REQUIREMENTS
Copy the records from the start through the line containing "496,289 -> 640,427", changing "brass" to "walnut" and leaving everything else as it is.

RECORD LIST
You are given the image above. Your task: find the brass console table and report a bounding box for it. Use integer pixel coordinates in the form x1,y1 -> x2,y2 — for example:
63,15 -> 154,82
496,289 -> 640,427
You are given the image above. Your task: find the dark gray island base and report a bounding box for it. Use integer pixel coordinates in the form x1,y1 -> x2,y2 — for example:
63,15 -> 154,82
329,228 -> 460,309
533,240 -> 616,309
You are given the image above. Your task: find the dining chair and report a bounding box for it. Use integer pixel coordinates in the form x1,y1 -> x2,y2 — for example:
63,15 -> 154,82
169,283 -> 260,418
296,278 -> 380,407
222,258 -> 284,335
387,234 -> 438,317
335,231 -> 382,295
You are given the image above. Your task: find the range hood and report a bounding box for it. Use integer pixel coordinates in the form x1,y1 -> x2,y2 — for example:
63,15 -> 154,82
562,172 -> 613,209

CORRECT RESULT
You are given the image above. Your task: find the walnut console table and report a bounding box for it. Use integer pixel coordinates in the form x1,y1 -> x2,y2 — for example:
63,15 -> 154,82
496,289 -> 640,427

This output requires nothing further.